A hybrid Bregman alternating direction method of multipliers for the linearly constrained difference-of-convex problems

Abstract

In this paper, we propose a hybrid Bregman alternating direction method of multipliers for solving the linearly constrained difference-of-convex problems whose objective can be written as the sum of a smooth convex function with Lipschitz gradient, a proper closed convex function and a continuous concave function. At each iteration, we choose either subgradient step or proximal step to evaluate the concave part. Moreover, the extrapolation technique was utilized to compute the nonsmooth convex part. We prove that the sequence generated by the proposed method converges to a critical point of the considered problem under the assumption that the potential function is a Kurdyka–Łojasiewicz function. One notable advantage of the proposed method is that the convergence can be guaranteed without the Lischitz continuity of the gradient function of concave part. Preliminary numerical experiments show the efficiency of the proposed method.

Appendix

Proof of Proposition 2

Proof

Clearly, problem (51) is the special case of problem (1)–(2) with \(f_1(x)= \rho \Vert x\Vert _1\), \(f_2(x)=\rho \Vert x\Vert _2\) and \(g(y)=\frac{1}{2}\Vert Hy-y^0\Vert ^2\), \(A={\mathcal {I}}\), \(B=- K\) and \(b=\mathbf {0}\). Moreover, \(f_1\), \(f_2\), g, A and B satisfy Assumption 1 (a)–(d). It follows from the choice of \(\phi \) and \(\psi \) that \(L_{\phi }=r_1\), \(L_{\psi }=r_2\), \(\upsilon _{\phi }=r_1\) and \(\upsilon _{\psi }=r_2\). By simple computations, we have that \(b_1>0\) and \(b_2>0\). It follows from \(\sigma < \frac{1}{2\Vert H\Vert ^2}\) that

$$\begin{aligned} g(y)- \sigma \Vert \nabla g(y)\Vert ^2&= \frac{1}{2}\Vert Hy-y^0\Vert ^2 - \sigma \Vert H^{*}(Hy-y^{0})\Vert ^2\nonumber \\&\ge (\frac{1}{2} -\sigma \Vert H\Vert ^2) \Vert Hy-y^0\Vert ^2\ge 0. \end{aligned}$$

(53)

* _Source records_:
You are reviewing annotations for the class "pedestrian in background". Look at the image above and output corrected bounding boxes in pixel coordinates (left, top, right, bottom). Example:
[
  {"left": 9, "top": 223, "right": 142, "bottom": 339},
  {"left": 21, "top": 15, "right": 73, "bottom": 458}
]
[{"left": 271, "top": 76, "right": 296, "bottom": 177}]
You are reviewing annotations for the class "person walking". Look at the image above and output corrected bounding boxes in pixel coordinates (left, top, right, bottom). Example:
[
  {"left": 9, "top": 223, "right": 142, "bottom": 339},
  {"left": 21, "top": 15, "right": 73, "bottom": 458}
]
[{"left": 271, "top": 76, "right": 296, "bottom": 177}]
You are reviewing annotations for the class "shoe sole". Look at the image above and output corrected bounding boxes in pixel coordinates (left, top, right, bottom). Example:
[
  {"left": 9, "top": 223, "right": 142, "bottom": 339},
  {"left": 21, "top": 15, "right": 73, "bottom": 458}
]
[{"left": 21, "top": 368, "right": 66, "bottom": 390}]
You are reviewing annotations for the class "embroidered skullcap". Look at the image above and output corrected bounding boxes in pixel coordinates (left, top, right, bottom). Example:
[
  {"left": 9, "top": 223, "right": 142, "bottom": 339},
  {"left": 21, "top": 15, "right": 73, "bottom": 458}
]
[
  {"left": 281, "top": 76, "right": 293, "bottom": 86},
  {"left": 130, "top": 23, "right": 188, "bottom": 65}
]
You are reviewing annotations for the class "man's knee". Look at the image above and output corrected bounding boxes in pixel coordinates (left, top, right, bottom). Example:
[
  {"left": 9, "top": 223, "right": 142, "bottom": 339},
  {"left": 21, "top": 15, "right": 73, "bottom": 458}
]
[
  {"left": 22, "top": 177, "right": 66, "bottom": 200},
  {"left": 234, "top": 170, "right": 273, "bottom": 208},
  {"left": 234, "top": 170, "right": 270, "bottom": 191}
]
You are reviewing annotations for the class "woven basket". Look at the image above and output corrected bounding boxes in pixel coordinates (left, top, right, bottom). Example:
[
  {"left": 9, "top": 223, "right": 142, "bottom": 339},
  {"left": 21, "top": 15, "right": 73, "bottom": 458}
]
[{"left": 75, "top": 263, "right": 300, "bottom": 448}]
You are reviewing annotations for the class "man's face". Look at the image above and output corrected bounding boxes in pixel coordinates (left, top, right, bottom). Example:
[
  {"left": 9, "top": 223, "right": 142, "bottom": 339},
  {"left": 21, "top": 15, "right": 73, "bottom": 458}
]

* _Task requirements_:
A: List the three functions that, according to the article's abstract, sum to form the objective of the problems it addresses.
B: Find every line in the entries that contains the word "image", and copy each of those lines.
The article has no connection to the entries.

* _Solved tasks_:
A:
- a smooth convex function with Lipschitz gradient
- a proper closed convex function
- a continuous concave function

B:
You are reviewing annotations for the class "pedestrian in background". Look at the image above and output corrected bounding boxes in pixel coordinates (left, top, right, bottom). Example:
You are reviewing annotations for the class "person walking". Look at the image above and output corrected bounding boxes in pixel coordinates (left, top, right, bottom). Example:
You are reviewing annotations for the class "shoe sole". Look at the image above and output corrected bounding boxes in pixel coordinates (left, top, right, bottom). Example:
You are reviewing annotations for the class "embroidered skullcap". Look at the image above and output corrected bounding boxes in pixel coordinates (left, top, right, bottom). Example:
You are reviewing annotations for the class "man's knee". Look at the image above and output corrected bounding boxes in pixel coordinates (left, top, right, bottom). Example:
You are reviewing annotations for the class "woven basket". Look at the image above and output corrected bounding boxes in pixel coordinates (left, top, right, bottom). Example:
You are reviewing annotations for the class "man's face". Look at the image above and output corrected bounding boxes in pixel coordinates (left, top, right, bottom). Example:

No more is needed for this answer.